200415-A-EK666-0123

Air Force Lt. Col. Brendt Feldt, a surgeon at Landstuhl Regional Medical Center’s Ear, Nose and Throat Clinic, conducts a virtual health appointment via synchronous video. DHA has made temporary changes to TRICARE regulations to expand telehealth care and prevent the spread of COVID-19. 

Innovations to telehealth are essential to patient care during the COVID-19 pandemic. The Military Health System recognizes the importance of telehealth to prevent in-person spread of the novel coronavirus, while still providing quality care to beneficiaries. As a result, the Defense Health Agency is making three temporary revisions to TRICARE regulations about telehealth.

“The speed in which the DHA was able to respond to an identified need of expanding telehealth opportunities and get a rule change published is credit to the dedication of our great staff working tirelessly for our beneficiaries,” said Christopher Priest, deputy assistant director, Health Care Operations, DHA. “These are challenging times, but every day I see colleagues striving to improve how we deliver the TRICARE benefit under unprecedented conditions.”

The agency hopes to implement changes to beneficiaries worldwide in 30 to 90 days. Once implemented, changes made through the interim final rule will stand, as long as the country remains in a state of national emergency, as declared by the president March 13.

The first change gives beneficiaries access to audio-only telephone visits with their providers. TRICARE will permit audio-only health care visits to improve access to care for beneficiaries that cannot access audio-visual care. Beneficiaries wwho cannot access audio-visual care due to lack of in-home technology, such as smartphones or computers, or who live in remote areas without the bandwidth for video conferencing, can take advantage of this service.

Information shown:
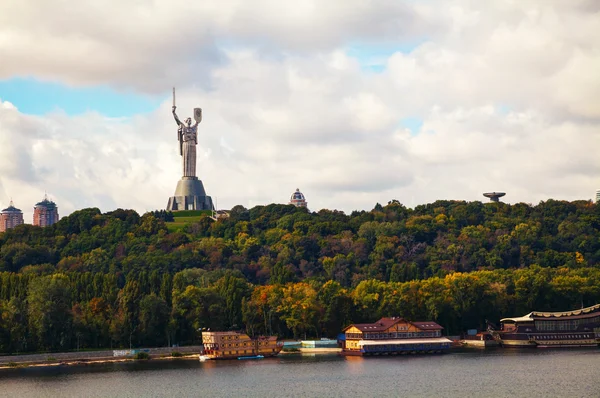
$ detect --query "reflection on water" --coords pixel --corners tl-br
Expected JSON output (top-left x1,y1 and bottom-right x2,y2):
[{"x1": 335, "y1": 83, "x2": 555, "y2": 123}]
[{"x1": 0, "y1": 349, "x2": 600, "y2": 398}]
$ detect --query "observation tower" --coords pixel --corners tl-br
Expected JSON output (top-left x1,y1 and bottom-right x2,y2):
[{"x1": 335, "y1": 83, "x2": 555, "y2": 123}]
[{"x1": 483, "y1": 192, "x2": 506, "y2": 202}]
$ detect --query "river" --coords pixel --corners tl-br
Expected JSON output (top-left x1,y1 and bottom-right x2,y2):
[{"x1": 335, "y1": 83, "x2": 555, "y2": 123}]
[{"x1": 0, "y1": 349, "x2": 600, "y2": 398}]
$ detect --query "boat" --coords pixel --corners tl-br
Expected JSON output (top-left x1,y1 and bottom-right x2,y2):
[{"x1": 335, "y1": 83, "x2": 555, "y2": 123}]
[
  {"x1": 342, "y1": 317, "x2": 452, "y2": 356},
  {"x1": 489, "y1": 304, "x2": 600, "y2": 347},
  {"x1": 201, "y1": 331, "x2": 283, "y2": 361}
]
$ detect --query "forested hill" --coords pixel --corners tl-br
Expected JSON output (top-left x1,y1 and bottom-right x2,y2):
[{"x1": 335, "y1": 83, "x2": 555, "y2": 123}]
[{"x1": 0, "y1": 200, "x2": 600, "y2": 352}]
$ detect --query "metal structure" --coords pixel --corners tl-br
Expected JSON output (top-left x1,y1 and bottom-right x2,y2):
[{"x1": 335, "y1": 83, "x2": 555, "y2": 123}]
[{"x1": 167, "y1": 87, "x2": 214, "y2": 211}]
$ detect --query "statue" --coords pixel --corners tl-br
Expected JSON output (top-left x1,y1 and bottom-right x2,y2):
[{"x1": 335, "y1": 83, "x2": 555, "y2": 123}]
[
  {"x1": 167, "y1": 88, "x2": 214, "y2": 211},
  {"x1": 173, "y1": 89, "x2": 202, "y2": 177}
]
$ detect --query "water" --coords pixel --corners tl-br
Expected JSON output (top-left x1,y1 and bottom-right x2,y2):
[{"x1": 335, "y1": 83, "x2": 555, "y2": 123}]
[{"x1": 0, "y1": 349, "x2": 600, "y2": 398}]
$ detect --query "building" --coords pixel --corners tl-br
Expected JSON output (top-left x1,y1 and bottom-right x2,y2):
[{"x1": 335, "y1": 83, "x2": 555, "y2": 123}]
[
  {"x1": 201, "y1": 331, "x2": 283, "y2": 359},
  {"x1": 342, "y1": 317, "x2": 451, "y2": 356},
  {"x1": 289, "y1": 188, "x2": 308, "y2": 207},
  {"x1": 490, "y1": 304, "x2": 600, "y2": 347},
  {"x1": 33, "y1": 196, "x2": 58, "y2": 227},
  {"x1": 0, "y1": 200, "x2": 23, "y2": 232}
]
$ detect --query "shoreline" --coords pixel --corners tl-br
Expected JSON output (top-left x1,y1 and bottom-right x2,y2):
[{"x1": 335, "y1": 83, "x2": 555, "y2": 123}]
[
  {"x1": 0, "y1": 348, "x2": 342, "y2": 371},
  {"x1": 0, "y1": 354, "x2": 199, "y2": 370}
]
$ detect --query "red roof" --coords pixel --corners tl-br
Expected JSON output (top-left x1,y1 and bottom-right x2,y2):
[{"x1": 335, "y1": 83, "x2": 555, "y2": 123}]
[
  {"x1": 343, "y1": 316, "x2": 404, "y2": 332},
  {"x1": 343, "y1": 316, "x2": 444, "y2": 332},
  {"x1": 411, "y1": 321, "x2": 443, "y2": 330}
]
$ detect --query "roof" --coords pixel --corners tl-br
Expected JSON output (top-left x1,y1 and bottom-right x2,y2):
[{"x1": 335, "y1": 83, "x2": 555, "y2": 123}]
[
  {"x1": 500, "y1": 304, "x2": 600, "y2": 322},
  {"x1": 358, "y1": 337, "x2": 452, "y2": 346},
  {"x1": 411, "y1": 321, "x2": 444, "y2": 330},
  {"x1": 2, "y1": 200, "x2": 22, "y2": 213},
  {"x1": 35, "y1": 198, "x2": 56, "y2": 209},
  {"x1": 344, "y1": 316, "x2": 404, "y2": 332}
]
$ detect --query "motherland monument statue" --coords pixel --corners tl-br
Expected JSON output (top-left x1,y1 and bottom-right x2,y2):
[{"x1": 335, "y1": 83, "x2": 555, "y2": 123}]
[{"x1": 167, "y1": 88, "x2": 214, "y2": 211}]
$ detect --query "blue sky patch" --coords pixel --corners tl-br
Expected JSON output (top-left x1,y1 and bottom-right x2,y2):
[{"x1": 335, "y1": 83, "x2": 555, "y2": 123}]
[
  {"x1": 400, "y1": 117, "x2": 423, "y2": 135},
  {"x1": 346, "y1": 40, "x2": 424, "y2": 73},
  {"x1": 0, "y1": 78, "x2": 164, "y2": 117}
]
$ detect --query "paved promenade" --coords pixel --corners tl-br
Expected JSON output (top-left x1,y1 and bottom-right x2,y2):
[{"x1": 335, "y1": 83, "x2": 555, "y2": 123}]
[{"x1": 0, "y1": 346, "x2": 202, "y2": 366}]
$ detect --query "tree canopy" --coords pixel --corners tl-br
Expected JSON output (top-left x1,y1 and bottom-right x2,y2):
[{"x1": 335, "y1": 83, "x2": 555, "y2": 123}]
[{"x1": 0, "y1": 200, "x2": 600, "y2": 352}]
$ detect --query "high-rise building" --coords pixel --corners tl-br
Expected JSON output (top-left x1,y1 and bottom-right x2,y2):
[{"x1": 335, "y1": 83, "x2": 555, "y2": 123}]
[
  {"x1": 290, "y1": 188, "x2": 308, "y2": 207},
  {"x1": 33, "y1": 196, "x2": 58, "y2": 227},
  {"x1": 0, "y1": 200, "x2": 23, "y2": 232}
]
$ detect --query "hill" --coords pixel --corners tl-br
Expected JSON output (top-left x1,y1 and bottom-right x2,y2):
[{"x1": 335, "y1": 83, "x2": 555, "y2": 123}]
[{"x1": 0, "y1": 200, "x2": 600, "y2": 352}]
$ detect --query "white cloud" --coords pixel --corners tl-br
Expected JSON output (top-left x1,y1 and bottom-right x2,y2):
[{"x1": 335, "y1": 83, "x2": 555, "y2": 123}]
[{"x1": 0, "y1": 0, "x2": 600, "y2": 221}]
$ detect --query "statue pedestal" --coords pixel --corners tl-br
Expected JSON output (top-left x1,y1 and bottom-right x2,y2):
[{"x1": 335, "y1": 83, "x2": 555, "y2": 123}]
[{"x1": 167, "y1": 177, "x2": 214, "y2": 211}]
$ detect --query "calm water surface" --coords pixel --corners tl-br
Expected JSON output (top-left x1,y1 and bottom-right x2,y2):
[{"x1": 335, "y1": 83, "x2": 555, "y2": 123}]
[{"x1": 0, "y1": 349, "x2": 600, "y2": 398}]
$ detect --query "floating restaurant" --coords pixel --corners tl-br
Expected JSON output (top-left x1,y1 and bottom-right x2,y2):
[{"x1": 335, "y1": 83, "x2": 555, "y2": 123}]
[
  {"x1": 490, "y1": 304, "x2": 600, "y2": 347},
  {"x1": 200, "y1": 331, "x2": 283, "y2": 360},
  {"x1": 342, "y1": 317, "x2": 452, "y2": 356}
]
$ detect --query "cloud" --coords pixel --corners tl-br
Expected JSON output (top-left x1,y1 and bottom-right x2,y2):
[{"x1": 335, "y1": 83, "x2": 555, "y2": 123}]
[{"x1": 0, "y1": 0, "x2": 600, "y2": 221}]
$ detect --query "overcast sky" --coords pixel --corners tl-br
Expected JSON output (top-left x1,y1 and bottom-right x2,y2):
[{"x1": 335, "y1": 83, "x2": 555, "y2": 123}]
[{"x1": 0, "y1": 0, "x2": 600, "y2": 222}]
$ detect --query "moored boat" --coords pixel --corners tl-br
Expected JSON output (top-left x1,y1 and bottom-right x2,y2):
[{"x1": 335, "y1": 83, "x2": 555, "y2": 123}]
[
  {"x1": 200, "y1": 331, "x2": 283, "y2": 361},
  {"x1": 490, "y1": 304, "x2": 600, "y2": 347},
  {"x1": 342, "y1": 317, "x2": 452, "y2": 356}
]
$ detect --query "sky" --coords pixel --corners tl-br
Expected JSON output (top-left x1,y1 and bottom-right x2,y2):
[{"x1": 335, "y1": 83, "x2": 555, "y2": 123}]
[{"x1": 0, "y1": 0, "x2": 600, "y2": 223}]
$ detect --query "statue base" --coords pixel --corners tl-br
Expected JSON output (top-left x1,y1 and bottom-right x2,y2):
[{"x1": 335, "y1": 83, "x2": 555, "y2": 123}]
[{"x1": 167, "y1": 177, "x2": 214, "y2": 211}]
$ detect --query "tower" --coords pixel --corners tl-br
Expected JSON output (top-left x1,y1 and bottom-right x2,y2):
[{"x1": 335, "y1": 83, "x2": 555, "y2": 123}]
[
  {"x1": 289, "y1": 188, "x2": 308, "y2": 207},
  {"x1": 0, "y1": 200, "x2": 23, "y2": 232},
  {"x1": 33, "y1": 196, "x2": 58, "y2": 227}
]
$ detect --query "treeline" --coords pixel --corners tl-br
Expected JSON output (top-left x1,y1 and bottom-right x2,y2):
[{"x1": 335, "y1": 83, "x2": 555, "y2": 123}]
[{"x1": 0, "y1": 200, "x2": 600, "y2": 352}]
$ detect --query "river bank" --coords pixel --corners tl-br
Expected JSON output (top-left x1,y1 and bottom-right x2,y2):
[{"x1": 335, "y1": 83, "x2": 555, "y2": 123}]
[{"x1": 0, "y1": 346, "x2": 202, "y2": 369}]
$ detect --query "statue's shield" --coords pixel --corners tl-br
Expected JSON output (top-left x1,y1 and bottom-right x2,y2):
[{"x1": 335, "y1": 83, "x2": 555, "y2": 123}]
[{"x1": 194, "y1": 108, "x2": 202, "y2": 123}]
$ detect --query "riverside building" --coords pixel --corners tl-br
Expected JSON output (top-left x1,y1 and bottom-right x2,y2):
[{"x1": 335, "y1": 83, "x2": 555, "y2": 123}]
[
  {"x1": 342, "y1": 317, "x2": 451, "y2": 356},
  {"x1": 33, "y1": 196, "x2": 58, "y2": 227}
]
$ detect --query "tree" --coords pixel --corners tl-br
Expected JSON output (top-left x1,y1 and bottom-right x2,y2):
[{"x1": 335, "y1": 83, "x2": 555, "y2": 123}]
[{"x1": 27, "y1": 274, "x2": 73, "y2": 351}]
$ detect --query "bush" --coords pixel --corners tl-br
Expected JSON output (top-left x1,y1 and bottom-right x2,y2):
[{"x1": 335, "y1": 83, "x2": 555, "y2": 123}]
[{"x1": 133, "y1": 351, "x2": 150, "y2": 359}]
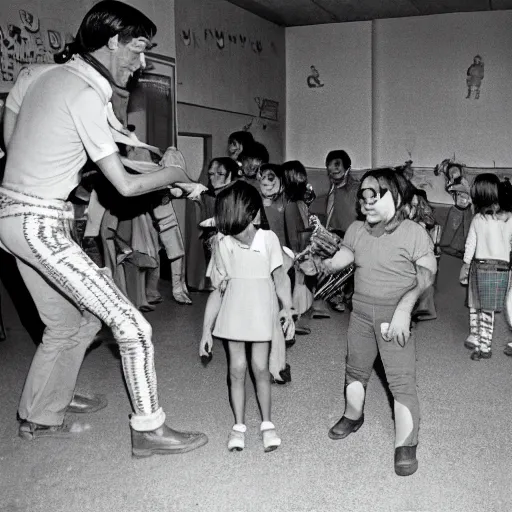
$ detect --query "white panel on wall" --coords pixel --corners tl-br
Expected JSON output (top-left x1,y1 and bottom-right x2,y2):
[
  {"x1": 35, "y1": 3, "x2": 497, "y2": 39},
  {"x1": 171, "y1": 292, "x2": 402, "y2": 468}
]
[
  {"x1": 175, "y1": 0, "x2": 285, "y2": 122},
  {"x1": 286, "y1": 22, "x2": 372, "y2": 168},
  {"x1": 374, "y1": 11, "x2": 512, "y2": 167}
]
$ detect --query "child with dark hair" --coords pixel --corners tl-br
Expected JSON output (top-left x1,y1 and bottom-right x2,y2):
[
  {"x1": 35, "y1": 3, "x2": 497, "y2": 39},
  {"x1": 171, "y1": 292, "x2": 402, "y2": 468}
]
[
  {"x1": 282, "y1": 160, "x2": 314, "y2": 334},
  {"x1": 199, "y1": 180, "x2": 293, "y2": 451},
  {"x1": 238, "y1": 141, "x2": 270, "y2": 186},
  {"x1": 322, "y1": 149, "x2": 359, "y2": 318},
  {"x1": 460, "y1": 173, "x2": 512, "y2": 361},
  {"x1": 259, "y1": 164, "x2": 289, "y2": 247},
  {"x1": 197, "y1": 156, "x2": 241, "y2": 266},
  {"x1": 282, "y1": 160, "x2": 314, "y2": 253},
  {"x1": 498, "y1": 178, "x2": 512, "y2": 213}
]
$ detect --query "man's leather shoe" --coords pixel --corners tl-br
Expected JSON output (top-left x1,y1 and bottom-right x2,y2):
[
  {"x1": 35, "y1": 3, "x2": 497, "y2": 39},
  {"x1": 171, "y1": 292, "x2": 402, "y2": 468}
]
[
  {"x1": 329, "y1": 414, "x2": 364, "y2": 440},
  {"x1": 395, "y1": 445, "x2": 418, "y2": 476},
  {"x1": 132, "y1": 423, "x2": 208, "y2": 458},
  {"x1": 66, "y1": 393, "x2": 108, "y2": 414}
]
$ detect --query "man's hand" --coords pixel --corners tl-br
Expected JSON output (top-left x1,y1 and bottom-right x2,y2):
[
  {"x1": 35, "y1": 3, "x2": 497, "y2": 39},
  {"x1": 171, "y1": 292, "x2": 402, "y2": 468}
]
[
  {"x1": 297, "y1": 253, "x2": 320, "y2": 276},
  {"x1": 386, "y1": 308, "x2": 411, "y2": 347},
  {"x1": 199, "y1": 332, "x2": 213, "y2": 357},
  {"x1": 160, "y1": 146, "x2": 187, "y2": 171}
]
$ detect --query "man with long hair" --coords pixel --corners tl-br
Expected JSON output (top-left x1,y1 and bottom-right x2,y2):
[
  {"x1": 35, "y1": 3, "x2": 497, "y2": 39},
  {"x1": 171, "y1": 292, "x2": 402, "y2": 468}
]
[{"x1": 0, "y1": 0, "x2": 207, "y2": 457}]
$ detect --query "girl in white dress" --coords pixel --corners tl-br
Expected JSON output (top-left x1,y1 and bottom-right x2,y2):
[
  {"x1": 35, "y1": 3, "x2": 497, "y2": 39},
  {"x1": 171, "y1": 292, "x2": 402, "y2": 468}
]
[{"x1": 199, "y1": 181, "x2": 293, "y2": 451}]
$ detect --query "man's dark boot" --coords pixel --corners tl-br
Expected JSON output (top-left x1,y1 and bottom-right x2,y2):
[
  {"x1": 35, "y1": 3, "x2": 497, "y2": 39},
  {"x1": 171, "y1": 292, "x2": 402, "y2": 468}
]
[
  {"x1": 66, "y1": 393, "x2": 108, "y2": 414},
  {"x1": 131, "y1": 423, "x2": 208, "y2": 458}
]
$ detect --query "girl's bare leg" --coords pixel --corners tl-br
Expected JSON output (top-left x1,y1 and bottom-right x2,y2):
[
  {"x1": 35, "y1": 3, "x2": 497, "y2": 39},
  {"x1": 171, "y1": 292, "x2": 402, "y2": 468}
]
[{"x1": 228, "y1": 341, "x2": 248, "y2": 424}]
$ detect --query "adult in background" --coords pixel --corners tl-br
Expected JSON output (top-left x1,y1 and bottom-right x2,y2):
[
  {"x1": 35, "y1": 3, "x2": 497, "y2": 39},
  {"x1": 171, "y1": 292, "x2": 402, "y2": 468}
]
[
  {"x1": 0, "y1": 0, "x2": 207, "y2": 457},
  {"x1": 324, "y1": 169, "x2": 437, "y2": 476}
]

Problems and tasks:
1 > Using the TRICARE telehealth article, explain in one to three sentences why TRICARE will allow audio-only visits.
2 > Answer these questions from the TRICARE telehealth article:
(a) At which clinic does Brendt Feldt work as a surgeon?
(b) How many temporary revisions to TRICARE telehealth rules is the Defense Health Agency making?
(c) On what date did the president declare the national emergency?
3 > Go on with the TRICARE telehealth article from its last sentence.

Exercise results:
1 > TRICARE will permit audio-only visits to improve access to care for beneficiaries who can't use audio-visual care. That includes people without in-home technology such as smartphones or computers, and people in remote areas without the bandwidth for video calls.

2 >
(a) Landstuhl Regional Medical Center's Ear, Nose and Throat Clinic
(b) Three
(c) March 13

3 >
DHA is also increasing the provider access to care with the second regulatory change: TRICARE will reimburse providers who practice interstate telehealth where permitted by federal or state law, even if the provider is not licensed in the state where they are remoting in. Usually, providers that offer telehealth must be licensed in the state where they practice and the state where their beneficiaries live. This requirement will be temporarily modified to allow providers to expand their telehealth reach and still qualify for reimbursement. The rule also applies to providers overseas, as long as a provider holds an equivalent license in another nation, and the host nation permits such practice.

The third change temporarily waives cost-shares and copayments for covered, in-network telehealth services. This change doesn’t cover just services related to COVID-19, but all telehealth services inside of the network. DHA hopes that by removing these costs, beneficiaries take advantage of telehealth and reduce exposure of others to TRICARE beneficiaries who may have the novel coronavirus.

Although the new rules took effect May 12, it will take time for all of the changes to be fully implemented. Beneficiaries may still be assessed a copay for telehealth services over the next few months, but adjudicated claims will either be pended or copays may be reimbursed. DHA will reevaluate telehealth changes in the long term, once the threat of COVID-19 diminishes.